Série d'exercices.
A - Recopiez sans rien changer le passage du texte sur Rythme d'automne qui commence par les mots contenant « Les inspirations sont » et se termine par « sublime corrida picturale. ».
B - Dans le texte sur Rythme d'automne, relevez tous les artistes dont les œuvres sont citées dans la phrase qui commence par « Les inspirations sont immanentes ».

Texte fourni.
________________________________________

Rythme d’automne (numéro 30) de Jackson Pollock, 1950

ANALYSE D'ŒUVRE D'ART

Autumn Rythm, symphonie archétypale de la quintessence américaine face aux blocs de l’Est

Rythme d’Automne (numéro 30) est un émail sur toile magistral et non figuratif de 2,67 x 5,26 m sur lequel se traduit en un ballet d’entrelacs équinoxiaux tout le flair et la virtuosité du jeune Jackson Pollock. Peinte en 1950, au 38e automne du grand maître symphonique, cette figure de proue de l’expressionnisme abstrait a été rachetée par le Metropolitan Museum of New York à Lee Krasner, femme de Pollock, l’année suivant le trépas de son mari. 

Cinq années plus tôt, ce couple bouillonnant, qui s’insuffle et s’écorche d’audaces et d’estocades, dépose ses toiles dans un foyer boisé de East Hampton, dans l’État de New York. À cent lieues de la fièvre new-yorkaise s’exprime, dans l’isolement claustral de sa grange aménagée, le tumulte explosif d’un peintre exalté et incandescent. Le «dripping» voit le jour. Par hasard, ou presque. Autumn Rhythm en sera l’apogée. 

Les inspirations sont immanentes, des fresques murales du trio mexicain Riviera-Orozco-Sisqueiros aux opus surréalistes de Miró et de Masson. L’automatisme psychique hérité de Sigmund Freud se mue en un violent rituel terrestre, bestial et sensuel. Pablo, le grand Picasso, chef spirituel, fardeau insoutenable et adversaire à abattre d’un coup de tir fatal, hante l’arène de cette sublime corrida picturale. 

Tel un matador autour de sa proie, Jackson Pollock se déplace avec instinct aux abords du vaste canevas. Il guette, saisit sa lance — qu’importe le pinceau ou le morceau de bois —, l’immerge dans le corps coloré qu’il laisse s’épandre brutalement sur la toile allongée. L’huile n’est plus assez fluide, plus assez libre. Il s’empare de l’émail industriel, agile et volatile, qu’il envoie valser en une ossature projetée de lourdes traînées.

Aucun repère, aucune perspective. Les boussoles capitulent. Le chaos est apparent, mais seulement apparent. Car le geste, lui, est parfaitement maîtrisé par ce peintre qui révoque la notion d’accident.

Rythme d’Automne est peuplée de lignes articulées en une sténographie giclée de teintes ténébreuses qui, sur cette toile sans cadre ni apprêt, défie les orées du cosmos et de la temporalité. La sensation de planéité résonne dans l’adjectif «all over» que lui a apposé le critique d’art Clément Greenberg.

________________________________________

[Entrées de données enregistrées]
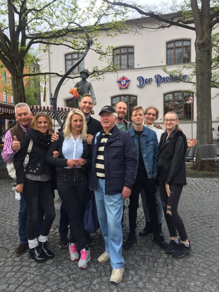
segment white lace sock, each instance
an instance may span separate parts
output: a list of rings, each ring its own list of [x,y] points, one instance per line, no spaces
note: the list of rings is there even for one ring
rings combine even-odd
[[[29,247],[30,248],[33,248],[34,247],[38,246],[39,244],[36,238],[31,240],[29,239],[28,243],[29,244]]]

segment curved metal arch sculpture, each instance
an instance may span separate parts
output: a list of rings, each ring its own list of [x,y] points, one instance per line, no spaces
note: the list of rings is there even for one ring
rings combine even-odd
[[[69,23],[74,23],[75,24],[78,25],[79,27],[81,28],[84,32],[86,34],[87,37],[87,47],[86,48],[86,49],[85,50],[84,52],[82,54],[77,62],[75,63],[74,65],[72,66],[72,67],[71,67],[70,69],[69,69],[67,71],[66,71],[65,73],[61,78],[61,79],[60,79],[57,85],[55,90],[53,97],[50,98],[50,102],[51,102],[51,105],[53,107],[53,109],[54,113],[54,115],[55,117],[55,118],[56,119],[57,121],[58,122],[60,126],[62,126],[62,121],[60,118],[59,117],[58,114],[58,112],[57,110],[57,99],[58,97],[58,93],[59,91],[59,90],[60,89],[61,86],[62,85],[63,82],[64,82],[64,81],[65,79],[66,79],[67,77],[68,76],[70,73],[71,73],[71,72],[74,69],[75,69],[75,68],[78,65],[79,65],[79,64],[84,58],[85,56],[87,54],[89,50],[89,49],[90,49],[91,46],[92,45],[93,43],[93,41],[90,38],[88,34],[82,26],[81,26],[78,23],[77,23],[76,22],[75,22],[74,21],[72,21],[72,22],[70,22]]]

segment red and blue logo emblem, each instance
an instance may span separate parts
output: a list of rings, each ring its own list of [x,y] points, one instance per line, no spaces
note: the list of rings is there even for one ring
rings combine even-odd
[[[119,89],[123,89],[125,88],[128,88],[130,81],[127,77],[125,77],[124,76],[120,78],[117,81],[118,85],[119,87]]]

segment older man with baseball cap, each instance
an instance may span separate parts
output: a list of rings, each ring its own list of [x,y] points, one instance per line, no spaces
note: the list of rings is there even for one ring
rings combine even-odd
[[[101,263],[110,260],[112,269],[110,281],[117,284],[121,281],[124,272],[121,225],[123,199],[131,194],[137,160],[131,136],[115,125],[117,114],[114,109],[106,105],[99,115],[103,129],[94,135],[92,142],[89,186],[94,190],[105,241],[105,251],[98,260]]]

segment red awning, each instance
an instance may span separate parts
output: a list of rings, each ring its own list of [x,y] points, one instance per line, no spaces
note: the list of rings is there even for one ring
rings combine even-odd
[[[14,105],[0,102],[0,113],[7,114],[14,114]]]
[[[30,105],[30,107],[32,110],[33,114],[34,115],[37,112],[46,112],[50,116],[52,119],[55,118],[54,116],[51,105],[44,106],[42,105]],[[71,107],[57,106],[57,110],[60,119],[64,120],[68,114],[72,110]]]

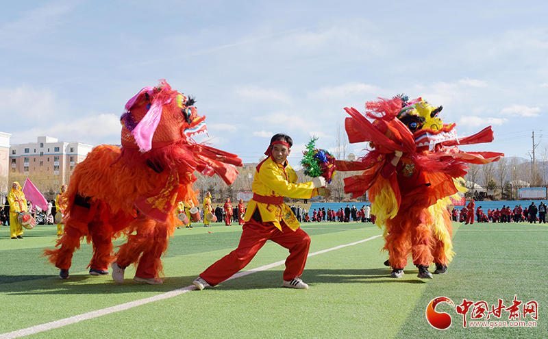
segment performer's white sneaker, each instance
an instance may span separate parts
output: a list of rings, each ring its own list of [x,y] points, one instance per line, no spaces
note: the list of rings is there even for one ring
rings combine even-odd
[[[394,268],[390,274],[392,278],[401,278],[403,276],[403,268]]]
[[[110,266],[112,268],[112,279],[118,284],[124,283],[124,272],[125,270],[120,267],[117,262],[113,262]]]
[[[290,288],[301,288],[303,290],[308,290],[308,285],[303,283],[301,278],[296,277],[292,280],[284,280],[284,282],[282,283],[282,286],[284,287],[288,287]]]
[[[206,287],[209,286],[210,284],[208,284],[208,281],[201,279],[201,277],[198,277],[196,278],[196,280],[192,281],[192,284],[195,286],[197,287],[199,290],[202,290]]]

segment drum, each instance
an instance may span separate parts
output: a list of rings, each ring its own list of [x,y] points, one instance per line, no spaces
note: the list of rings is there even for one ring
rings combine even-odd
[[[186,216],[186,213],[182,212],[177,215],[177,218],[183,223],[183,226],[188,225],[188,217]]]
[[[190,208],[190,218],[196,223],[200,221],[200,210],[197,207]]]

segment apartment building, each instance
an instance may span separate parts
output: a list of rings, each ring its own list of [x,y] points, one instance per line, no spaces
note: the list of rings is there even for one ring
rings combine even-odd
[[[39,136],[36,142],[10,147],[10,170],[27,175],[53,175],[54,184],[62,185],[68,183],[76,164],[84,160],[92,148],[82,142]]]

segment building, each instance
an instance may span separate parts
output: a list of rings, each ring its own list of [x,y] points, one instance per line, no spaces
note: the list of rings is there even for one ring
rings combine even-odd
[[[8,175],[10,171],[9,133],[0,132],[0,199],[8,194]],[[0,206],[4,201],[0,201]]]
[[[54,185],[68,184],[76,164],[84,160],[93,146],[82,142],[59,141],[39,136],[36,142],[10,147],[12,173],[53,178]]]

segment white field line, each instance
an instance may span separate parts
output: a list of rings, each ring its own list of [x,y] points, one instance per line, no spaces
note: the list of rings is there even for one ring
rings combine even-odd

________________________________________

Réponses aux exercices.
A -
Les inspirations sont immanentes, des fresques murales du trio mexicain Riviera-Orozco-Sisqueiros aux opus surréalistes de Miró et de Masson. L’automatisme psychique hérité de Sigmund Freud se mue en un violent rituel terrestre, bestial et sensuel. Pablo, le grand Picasso, chef spirituel, fardeau insoutenable et adversaire à abattre d’un coup de tir fatal, hante l’arène de cette sublime corrida picturale.

B - Riviera, Orozco, Sisqueiros, Miró, Masson